▶ Task details: Please restate every line of the listing from the line containing "One dot marks each instance of the man" through the end of the listing, with each coordinate in the bracketed point lists multiplied by 0.5 and rounded to a whole number, halves rounding up.

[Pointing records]
============================================================

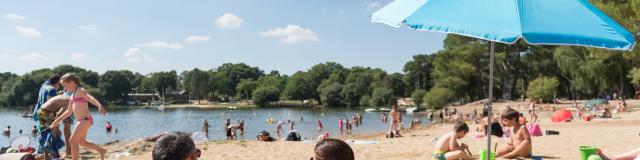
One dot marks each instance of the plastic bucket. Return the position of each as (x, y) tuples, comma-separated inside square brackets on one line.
[(483, 155), (586, 151)]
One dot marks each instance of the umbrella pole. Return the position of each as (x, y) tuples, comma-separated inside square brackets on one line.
[(490, 102)]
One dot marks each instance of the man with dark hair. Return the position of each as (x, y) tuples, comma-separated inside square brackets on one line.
[(175, 146), (333, 149), (520, 143), (47, 90)]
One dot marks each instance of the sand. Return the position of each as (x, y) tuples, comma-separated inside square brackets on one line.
[(614, 136)]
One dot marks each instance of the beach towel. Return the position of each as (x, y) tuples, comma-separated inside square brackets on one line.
[(49, 143), (293, 136), (534, 129)]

============================================================

▶ Written response:
One dot marks each instance of the man with dark hair. Return the position of each as (x, y) tuples, comma-separated inside square brackets on one line.
[(88, 73), (167, 75), (260, 72), (24, 45)]
One dot marks each instance of the sand. Return the position of each as (x, y) tuples, comma-separated inside square brackets on one line.
[(307, 68)]
One dot marks each instance of the beach towel. Return the position of each as (x, y) tuples, comma-separated inside square brackets on one line.
[(25, 72), (147, 68), (267, 65)]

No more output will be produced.